▸ **Görevleriniz**:
A. Şeyhe bağlanma ve zühd hayatı üzerine olan metinde, "İbâdetlerin en hayırlısı az da olsa, devamlı olanıdır." hadisinin kaynağı olarak ne gösteriliyor?
B. Şeyhe bağlanma ve zühd hayatı üzerine olan metni kaldığı yerden sürdürün.

▸ **Verilen metin**:
┏━━

Bir şeyhe intisâb etmeden İslamî bir zühd hayatının yaşanması elbette mümkündür. Ama zordur. Çünkü zühdî hayatın özellikle dünyaya direnç gösterme, dünya sevgisini gönülden çıkarma boyutu oldukça zor bir iştir. İnsan çok kolay bir biçimde çevrenin etkisinde kalan bir yapıya sahiptir. Bu bakımdan dünyaya ilginin çok olduğu ortamda bir örnek şahsiyet olmadan ibâdet ve tâata yönelişte model şahsiyet bulunmadan direnç zayıf olur.
Bir mürşid-i kâmile bağlanmış olan bir şahıs bilâhare o yolu bırakırsa ma'nevî açıdan cezası nedir?
Bir mürşid-i kâmile bağlanarak ondan belli bir ders ve manevî eğitim almaya başlayan kimse bunu bırakınca elbette en azından verdiği sözden döndüğü için vebaldedir. Ayrıca "İbâdetlerin en hayırlısı az da olsa, devamlı olanıdır." (Buhârî, İman, 32) hadisi gereği başlanmış bir ibâdet hayatını terkettiği için manevî bir sorumluluk yüklenmiş olur. Başlanan nafile ibâdet kişiye vâcib olur.
Hanımların kocalarının izni olmadan tarikata girmeleri caiz midir? Kocasının izni olmakla birlikte hanımların evlerinin vazifesini ve kocalarını ihmal edecek kadar kendilerini evrad ve ezkâra vermeleri caiz midir?

┗━━

[Bir veri kümesinden satırlar]
┏━━

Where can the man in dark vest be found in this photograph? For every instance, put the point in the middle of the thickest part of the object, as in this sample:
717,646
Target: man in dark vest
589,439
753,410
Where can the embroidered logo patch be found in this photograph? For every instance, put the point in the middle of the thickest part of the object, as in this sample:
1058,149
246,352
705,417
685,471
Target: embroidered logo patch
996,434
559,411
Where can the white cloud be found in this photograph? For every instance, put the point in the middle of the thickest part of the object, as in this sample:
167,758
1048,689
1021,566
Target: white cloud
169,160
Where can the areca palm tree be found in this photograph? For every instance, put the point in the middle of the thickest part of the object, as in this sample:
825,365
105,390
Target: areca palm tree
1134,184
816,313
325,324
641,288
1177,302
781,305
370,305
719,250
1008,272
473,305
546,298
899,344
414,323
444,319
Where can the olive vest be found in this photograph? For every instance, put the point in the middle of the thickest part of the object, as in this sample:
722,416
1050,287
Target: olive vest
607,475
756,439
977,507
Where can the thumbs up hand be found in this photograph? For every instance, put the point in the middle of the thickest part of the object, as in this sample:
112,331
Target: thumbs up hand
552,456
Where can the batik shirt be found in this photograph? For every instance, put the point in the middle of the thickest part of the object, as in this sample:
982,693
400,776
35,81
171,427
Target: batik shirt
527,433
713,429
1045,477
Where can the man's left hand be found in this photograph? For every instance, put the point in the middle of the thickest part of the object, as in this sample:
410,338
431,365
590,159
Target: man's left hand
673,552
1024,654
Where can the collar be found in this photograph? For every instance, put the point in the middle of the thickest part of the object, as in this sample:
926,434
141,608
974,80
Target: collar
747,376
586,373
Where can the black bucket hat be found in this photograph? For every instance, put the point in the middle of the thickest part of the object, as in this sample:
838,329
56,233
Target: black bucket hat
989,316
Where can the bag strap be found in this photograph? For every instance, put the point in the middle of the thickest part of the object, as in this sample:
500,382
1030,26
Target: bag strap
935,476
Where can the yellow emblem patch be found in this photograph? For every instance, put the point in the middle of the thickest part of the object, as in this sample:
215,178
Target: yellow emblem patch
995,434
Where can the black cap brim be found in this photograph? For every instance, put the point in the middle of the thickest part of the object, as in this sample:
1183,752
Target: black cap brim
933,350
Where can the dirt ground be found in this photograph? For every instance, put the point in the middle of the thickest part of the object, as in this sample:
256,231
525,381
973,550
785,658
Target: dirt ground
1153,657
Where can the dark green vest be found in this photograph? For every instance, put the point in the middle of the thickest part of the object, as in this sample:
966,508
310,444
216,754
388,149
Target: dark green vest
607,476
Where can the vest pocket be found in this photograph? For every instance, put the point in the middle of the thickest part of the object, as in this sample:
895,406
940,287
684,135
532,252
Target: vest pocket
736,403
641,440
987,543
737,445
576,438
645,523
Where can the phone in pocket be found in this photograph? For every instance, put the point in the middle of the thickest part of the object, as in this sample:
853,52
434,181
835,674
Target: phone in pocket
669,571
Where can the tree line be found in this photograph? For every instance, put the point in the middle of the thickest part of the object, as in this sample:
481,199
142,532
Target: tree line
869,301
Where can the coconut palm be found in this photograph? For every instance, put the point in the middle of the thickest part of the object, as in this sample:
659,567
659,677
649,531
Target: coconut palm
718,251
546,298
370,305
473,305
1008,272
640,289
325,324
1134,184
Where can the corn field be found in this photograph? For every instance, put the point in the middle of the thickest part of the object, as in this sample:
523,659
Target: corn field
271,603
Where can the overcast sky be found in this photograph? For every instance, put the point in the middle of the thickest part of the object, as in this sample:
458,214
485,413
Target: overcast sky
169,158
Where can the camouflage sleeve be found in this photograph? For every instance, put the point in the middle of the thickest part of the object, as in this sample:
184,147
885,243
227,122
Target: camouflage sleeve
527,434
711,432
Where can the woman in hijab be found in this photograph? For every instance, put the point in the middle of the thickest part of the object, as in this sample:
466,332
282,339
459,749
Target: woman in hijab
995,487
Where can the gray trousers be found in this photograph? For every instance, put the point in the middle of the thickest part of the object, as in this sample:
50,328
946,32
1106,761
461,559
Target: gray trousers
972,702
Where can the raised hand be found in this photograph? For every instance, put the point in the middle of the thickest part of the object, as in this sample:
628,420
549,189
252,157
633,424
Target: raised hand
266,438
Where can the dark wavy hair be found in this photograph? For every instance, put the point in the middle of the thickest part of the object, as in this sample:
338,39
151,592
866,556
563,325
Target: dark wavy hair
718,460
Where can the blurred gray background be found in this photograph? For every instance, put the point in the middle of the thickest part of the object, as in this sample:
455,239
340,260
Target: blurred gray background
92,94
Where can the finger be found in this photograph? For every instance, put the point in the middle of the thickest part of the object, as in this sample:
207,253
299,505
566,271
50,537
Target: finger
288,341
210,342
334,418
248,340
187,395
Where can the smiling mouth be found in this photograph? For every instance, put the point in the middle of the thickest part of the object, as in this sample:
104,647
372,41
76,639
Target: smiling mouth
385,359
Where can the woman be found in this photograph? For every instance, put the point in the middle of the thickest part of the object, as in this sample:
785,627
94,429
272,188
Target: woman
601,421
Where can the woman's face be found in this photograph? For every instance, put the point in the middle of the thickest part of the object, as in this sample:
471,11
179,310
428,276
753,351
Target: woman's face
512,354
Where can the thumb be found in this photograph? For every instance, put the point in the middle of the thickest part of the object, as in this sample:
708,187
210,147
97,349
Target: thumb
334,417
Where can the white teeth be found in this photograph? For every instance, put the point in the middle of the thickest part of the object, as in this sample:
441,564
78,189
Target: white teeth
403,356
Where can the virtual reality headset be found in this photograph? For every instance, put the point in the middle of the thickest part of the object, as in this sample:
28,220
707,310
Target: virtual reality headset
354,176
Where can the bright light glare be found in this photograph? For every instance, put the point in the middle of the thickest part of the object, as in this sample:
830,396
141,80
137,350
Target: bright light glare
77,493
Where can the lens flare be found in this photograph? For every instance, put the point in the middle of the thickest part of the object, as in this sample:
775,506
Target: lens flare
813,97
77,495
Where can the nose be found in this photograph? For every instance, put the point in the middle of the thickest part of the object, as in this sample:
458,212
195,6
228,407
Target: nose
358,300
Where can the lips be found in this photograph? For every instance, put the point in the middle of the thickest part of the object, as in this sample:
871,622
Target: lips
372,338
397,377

┗━━
┏━━

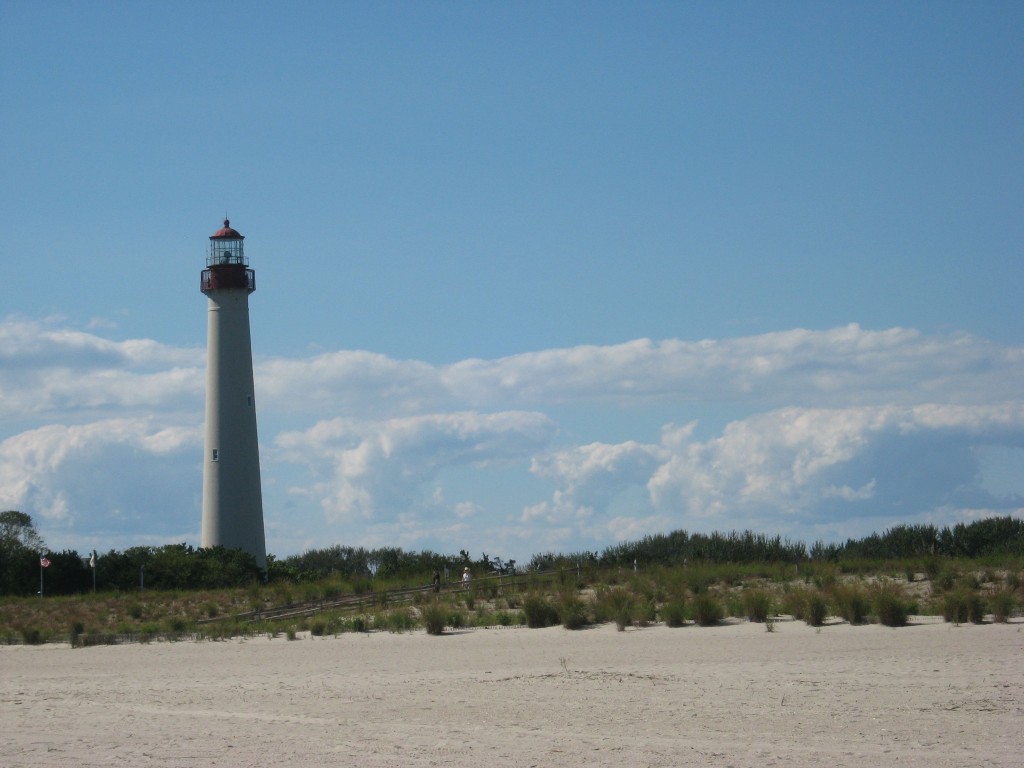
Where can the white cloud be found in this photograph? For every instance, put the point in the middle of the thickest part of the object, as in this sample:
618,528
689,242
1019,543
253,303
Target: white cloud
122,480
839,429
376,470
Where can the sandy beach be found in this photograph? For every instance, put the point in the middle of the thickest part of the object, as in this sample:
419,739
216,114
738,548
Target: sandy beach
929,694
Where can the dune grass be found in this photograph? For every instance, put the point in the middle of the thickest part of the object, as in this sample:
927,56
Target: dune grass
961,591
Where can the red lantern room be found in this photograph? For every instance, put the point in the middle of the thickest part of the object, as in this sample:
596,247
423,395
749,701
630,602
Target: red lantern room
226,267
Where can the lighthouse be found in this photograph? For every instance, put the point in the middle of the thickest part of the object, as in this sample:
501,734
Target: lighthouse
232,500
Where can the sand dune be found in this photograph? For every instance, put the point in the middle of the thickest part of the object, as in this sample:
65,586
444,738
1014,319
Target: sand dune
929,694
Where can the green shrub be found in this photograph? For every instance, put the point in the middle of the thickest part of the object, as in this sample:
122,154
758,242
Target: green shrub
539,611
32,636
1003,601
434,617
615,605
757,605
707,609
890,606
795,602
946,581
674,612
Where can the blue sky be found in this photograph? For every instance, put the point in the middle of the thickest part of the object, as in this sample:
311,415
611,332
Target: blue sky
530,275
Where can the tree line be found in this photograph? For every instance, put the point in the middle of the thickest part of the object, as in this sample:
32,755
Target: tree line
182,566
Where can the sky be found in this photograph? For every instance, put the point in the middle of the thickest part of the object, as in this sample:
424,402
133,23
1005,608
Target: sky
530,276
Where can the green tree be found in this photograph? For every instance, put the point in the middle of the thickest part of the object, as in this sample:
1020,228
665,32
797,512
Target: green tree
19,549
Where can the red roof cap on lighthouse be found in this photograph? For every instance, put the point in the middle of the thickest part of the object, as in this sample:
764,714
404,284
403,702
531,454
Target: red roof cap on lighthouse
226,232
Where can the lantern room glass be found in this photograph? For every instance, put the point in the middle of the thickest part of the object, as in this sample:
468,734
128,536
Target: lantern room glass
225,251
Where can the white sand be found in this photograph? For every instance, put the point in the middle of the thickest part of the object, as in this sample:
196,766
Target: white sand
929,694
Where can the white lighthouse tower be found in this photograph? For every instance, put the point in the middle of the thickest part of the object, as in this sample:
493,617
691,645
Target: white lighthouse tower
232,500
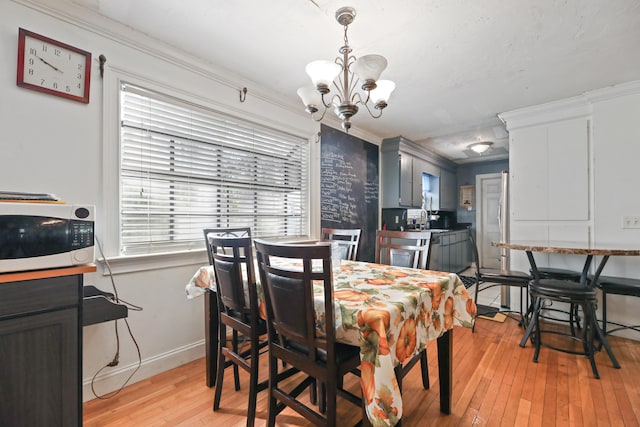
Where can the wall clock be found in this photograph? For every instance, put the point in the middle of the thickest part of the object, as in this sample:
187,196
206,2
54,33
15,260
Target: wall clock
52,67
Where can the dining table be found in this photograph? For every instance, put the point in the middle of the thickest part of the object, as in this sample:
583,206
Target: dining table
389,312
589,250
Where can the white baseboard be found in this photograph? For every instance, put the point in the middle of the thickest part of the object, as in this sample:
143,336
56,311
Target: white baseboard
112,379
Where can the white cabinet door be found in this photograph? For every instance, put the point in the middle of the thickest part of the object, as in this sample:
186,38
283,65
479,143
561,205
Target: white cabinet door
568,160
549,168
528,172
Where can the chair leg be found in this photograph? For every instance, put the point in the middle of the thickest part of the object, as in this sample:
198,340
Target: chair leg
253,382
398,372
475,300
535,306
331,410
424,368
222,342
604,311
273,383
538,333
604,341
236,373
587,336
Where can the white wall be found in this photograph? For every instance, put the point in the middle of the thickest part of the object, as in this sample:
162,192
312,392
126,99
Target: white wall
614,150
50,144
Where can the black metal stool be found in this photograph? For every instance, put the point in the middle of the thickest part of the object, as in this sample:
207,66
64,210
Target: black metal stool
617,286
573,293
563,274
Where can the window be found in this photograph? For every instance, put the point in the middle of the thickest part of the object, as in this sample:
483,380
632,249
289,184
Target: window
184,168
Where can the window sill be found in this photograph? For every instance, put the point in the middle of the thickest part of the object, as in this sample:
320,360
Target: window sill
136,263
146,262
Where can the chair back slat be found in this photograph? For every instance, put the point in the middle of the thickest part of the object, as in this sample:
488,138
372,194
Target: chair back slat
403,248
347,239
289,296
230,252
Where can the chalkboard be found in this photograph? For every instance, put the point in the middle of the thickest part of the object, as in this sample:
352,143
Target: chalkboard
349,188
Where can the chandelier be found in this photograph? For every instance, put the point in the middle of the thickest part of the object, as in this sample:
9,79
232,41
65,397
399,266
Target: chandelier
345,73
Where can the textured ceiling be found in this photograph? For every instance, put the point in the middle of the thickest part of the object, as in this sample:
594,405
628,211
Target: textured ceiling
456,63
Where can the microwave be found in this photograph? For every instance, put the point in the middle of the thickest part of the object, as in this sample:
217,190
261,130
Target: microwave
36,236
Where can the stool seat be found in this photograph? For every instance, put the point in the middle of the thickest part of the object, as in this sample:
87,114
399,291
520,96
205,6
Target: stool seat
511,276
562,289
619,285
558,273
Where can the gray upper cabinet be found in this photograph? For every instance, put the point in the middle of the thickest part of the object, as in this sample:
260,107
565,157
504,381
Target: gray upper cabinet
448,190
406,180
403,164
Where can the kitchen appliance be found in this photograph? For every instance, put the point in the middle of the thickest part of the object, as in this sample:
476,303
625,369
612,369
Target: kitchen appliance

┗━━

▸ **Görev yanıtları**:
A. Buhârî, İman, 32.

B.
Hanımların her türlü maddî ve manevî işte kocalarıyla istişare ederek hareket etmeleri en güzel yoldur. Tasavvuf ve tarikat bir gönül ve vicdan işi olduğundan kadınların kocalarının hizmetlerini ihmâl etmeden, onların tecessüs ve kuşkusunu uyandıracak bir yanlışa düşmeden tarikata girmelerinde bir mahzur yoktur. Tarikat ve ruhî hayat, kalbî hayatı dolu dolu yaşamaktır. Bu da farzlardan ve kocasının hizmetinden artakalan zamanda olmalıdır. Bir hanım için birinci vazife evi, eşi ve çocuklarıdır.Bunlarla ilgili bir ihmâle düşmeden bir hanımın evrad ve ezkârı ile uğraşması mahzurlu değildir. Atalarımız ne güzel söylemişler: "Eve lâzım olan camiye haramdır." Ancak bizler çoğu zaman ehem ile mühimi birbirine kanştınrız. Bu telakkiye göre öncelikleri birbirine karıştırmadan hareket etmek şartıyla bir mahzur olmaz. Değilse mahzurludur.
Biz hanımların dünya telâşı biraz fazla oluyor. Bu yüzden aldığımız evradı çekemediğimiz zamanlar oluyor. Bu durumlarda ne yapacağız? Evradımızı kaza edecek miyiz? Âhırette bu alıp yapamadığımız evradın suâli olacak mı?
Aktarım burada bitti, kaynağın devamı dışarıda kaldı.